• SELECTED PASSAGE:

------

Leslie Gordon: Yeah. One was about the incident management support that CISA provides to the sector. It provides support, as I described earlier, but it hasn’t done a capabilities assessment for one of its emergency support functions. And really, what we want to see is that CISA goes back and looks at all the resources there to support and help restore function after an incident. So we want them to identify what their resources are, what the existing capabilities are in the federal government and through the private sector owner operators. Look at where the gaps are, so they can identify where mutual aid or other resources are needed. Our third recommendation is to update its sector specific plan. The sector specific plan flows from the National Infrastructure Protection Plan, and it’s just focused on the communication sector. The current plan is from 2015. And DHS set a standard for itself to update the sector specific plan every four years. So you can see it’s out of date. It’s important to update the sector specific plan to capture new and emerging threats, cyber threats are ever changing. And also to capture the new responsibilities it has a sector risk management agency.
Tom Temin: And getting back to that first recommendation that they review the effectiveness of their support, do they have metrics that would be able to allow them to measure it?

------

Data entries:
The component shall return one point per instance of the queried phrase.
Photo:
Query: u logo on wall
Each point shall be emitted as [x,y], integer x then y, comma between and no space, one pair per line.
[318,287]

------

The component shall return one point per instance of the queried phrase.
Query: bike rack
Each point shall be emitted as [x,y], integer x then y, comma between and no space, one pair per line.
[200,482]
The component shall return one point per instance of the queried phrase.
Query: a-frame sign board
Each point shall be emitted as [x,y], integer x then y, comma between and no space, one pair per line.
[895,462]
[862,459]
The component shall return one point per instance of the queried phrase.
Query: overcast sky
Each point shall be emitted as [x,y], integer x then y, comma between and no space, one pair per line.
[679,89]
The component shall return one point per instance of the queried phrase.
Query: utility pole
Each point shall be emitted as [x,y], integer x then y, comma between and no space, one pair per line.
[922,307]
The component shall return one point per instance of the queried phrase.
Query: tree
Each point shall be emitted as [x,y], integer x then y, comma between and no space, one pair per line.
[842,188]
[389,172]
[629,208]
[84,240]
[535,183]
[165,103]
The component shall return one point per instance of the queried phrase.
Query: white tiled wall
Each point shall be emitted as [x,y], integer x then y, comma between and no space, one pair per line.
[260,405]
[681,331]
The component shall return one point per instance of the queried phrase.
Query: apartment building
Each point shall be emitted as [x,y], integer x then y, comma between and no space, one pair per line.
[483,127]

------

• EXERCISE TASKS:
1. In the CISA interview, repeat the passage from "Tom Temin: And" to "to measure it?", swapping "metrics" for "benchmarks".
2. According to the CISA interview, how often did DHS set a standard for itself to update the sector specific plan?
Nothing in the data entries is needed here.

• EXPECTED RESULTS:
1.
Tom Temin: And getting back to that first recommendation that they review the effectiveness of their support, do they have benchmarks that would be able to allow them to measure it?

2. Every four years.